## Data records
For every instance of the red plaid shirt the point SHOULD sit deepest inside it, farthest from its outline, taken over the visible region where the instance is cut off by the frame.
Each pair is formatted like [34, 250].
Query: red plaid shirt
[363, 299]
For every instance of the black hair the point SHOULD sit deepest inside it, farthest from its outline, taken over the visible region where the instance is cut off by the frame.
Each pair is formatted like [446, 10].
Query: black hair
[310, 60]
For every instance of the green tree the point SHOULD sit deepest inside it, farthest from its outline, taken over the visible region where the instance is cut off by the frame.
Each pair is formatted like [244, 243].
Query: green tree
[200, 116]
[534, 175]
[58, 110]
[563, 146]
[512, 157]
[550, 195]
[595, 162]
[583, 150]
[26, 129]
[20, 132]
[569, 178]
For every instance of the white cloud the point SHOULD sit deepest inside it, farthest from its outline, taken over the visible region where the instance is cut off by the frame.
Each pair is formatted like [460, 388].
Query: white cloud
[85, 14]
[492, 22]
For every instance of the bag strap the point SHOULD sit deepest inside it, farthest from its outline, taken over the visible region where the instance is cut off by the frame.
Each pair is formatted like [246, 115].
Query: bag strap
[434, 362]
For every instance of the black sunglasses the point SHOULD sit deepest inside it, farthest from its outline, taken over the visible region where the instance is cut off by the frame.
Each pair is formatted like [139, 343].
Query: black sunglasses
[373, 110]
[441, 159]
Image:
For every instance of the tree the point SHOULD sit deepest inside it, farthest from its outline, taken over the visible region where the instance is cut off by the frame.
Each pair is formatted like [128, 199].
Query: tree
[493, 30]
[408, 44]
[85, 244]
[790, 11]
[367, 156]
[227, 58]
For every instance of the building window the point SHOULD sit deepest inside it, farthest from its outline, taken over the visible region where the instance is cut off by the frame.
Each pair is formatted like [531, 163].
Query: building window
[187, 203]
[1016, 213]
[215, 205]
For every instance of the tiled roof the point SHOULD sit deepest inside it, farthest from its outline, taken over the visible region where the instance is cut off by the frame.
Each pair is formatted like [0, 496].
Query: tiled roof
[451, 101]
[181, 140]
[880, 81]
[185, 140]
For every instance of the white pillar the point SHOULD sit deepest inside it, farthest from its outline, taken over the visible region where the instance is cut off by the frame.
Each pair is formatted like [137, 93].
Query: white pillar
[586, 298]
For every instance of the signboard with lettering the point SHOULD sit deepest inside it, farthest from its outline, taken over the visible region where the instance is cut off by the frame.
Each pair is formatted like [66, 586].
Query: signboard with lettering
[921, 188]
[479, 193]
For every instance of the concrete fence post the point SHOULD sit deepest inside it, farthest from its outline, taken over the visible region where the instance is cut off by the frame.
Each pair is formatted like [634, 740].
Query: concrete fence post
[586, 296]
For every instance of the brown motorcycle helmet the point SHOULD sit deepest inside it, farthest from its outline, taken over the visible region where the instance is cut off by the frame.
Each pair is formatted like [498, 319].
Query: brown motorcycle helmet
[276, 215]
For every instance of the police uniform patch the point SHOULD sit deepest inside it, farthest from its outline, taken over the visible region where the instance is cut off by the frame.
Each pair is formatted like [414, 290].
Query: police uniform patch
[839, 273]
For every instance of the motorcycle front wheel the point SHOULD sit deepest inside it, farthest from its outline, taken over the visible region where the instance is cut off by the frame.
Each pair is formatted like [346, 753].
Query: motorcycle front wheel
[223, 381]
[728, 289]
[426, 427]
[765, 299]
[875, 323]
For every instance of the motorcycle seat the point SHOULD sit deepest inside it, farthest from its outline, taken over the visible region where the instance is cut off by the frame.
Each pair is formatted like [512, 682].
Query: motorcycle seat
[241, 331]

## The task
Return each entry without altering a single word.

## Problem solution
For every instance of the red plaid shirt the point SHOULD sit deepest inside it, farthest from its outline, taken over the visible region where the instance is cut off by the frame.
Each pair is formatted like [34, 250].
Query: red plaid shirt
[363, 299]
For every instance of the black hair the point SHOULD sit deepest inside it, farthest from its outline, taken over the visible region where the instance is cut off by the frame.
Each pair is formatted like [446, 10].
Query: black hair
[310, 60]
For every instance of the green tree the point SHOULD sit deepest inside it, farthest from its outline, taken over the visible region where the instance is cut off by the frame.
Each pair is formatted like [244, 243].
Query: green tree
[200, 116]
[534, 175]
[58, 110]
[563, 146]
[512, 157]
[550, 195]
[595, 162]
[583, 150]
[26, 129]
[20, 132]
[569, 178]
For every instance of the white cloud the point SHOULD sit deepest inside it, farthest from its outline, taken over the visible region where the instance is cut off by the frame.
Each pair is formatted like [460, 388].
Query: white cloud
[85, 14]
[492, 22]
For every instance of the bag strap the point SHOULD sit deepest inside it, farthest from its outline, taken over the visible region where the instance is cut off by the frame.
Each pair is formatted like [246, 115].
Query: bag strap
[434, 362]
For every instance of the black sunglasses the point SHOULD sit deepest inside it, farthest from its outline, taken over the visible region where the instance is cut off by the frame.
Each pair is formatted like [139, 343].
Query: black sunglasses
[373, 110]
[441, 159]
Image:
For every instance of the tree the point SHOULD sit deepest inside it, farthest from its outline, taken over the visible region where the instance is cut off by the frame.
Each pair is formatted like [128, 199].
Query: tree
[493, 30]
[408, 44]
[85, 244]
[790, 11]
[367, 156]
[227, 58]
For every instance of the building window the point SHOULD sit deepest inside it, farthest from its outline, taken over the visible region where the instance is cut off by the frame.
Each pair is formatted like [531, 163].
Query: building window
[187, 203]
[1016, 213]
[215, 205]
For every instance of the tiled roof the point SHOULD sit deepest inside it, farthest from its outline, taken over the visible region where the instance is cut off by the frame.
Each pair is formatted like [0, 496].
Query: tiled roof
[451, 101]
[181, 140]
[880, 81]
[185, 140]
For every instance of the white pillar the point SHOULD sit deepest inside it, farthest from its outline, taken over the visible region where the instance is cut off by the frame.
Each pair is formatted like [137, 93].
Query: white pillar
[586, 298]
For every instance of the signboard with lettering the point SHOULD sit deepest inside it, farthest from its outline, taken over the visible region where the instance is cut off by the frame.
Each pair is formatted like [66, 586].
Query: signboard with lettering
[921, 188]
[479, 193]
For every instance of the concrete fence post the point SHOULD sit deepest inside it, farthest from its outline, taken over the visible region where the instance is cut off by the frame.
Each pair is formatted like [634, 740].
Query: concrete fence post
[586, 296]
For every instance of the brown motorcycle helmet the point SHOULD sit deepest inside it, farthest from its outline, taken over the visible region where the instance is cut off by the frame.
Each pair is formatted like [498, 319].
Query: brown motorcycle helmet
[276, 215]
For every instance of the police uniform patch the point SHOULD sit deepest inside it, farthest from its outline, taken over the visible region where the instance is cut off by the frame.
Each pair is formatted like [414, 290].
Query: police uniform patch
[839, 273]
For every instance of the motorcycle front wheel the point SHOULD sit deepest inside it, farthest from its outline, taken over the visible region where the instance is cut off by the frame.
Each pair is formatted like [346, 753].
Query: motorcycle front wheel
[223, 381]
[728, 289]
[426, 427]
[765, 299]
[875, 323]
For every instance of the motorcycle seat the point SHOULD sit deepest inside it, farthest from its outline, taken over the visible region where the instance is cut off by the frame.
Each pair is formatted like [512, 682].
Query: motorcycle seat
[241, 331]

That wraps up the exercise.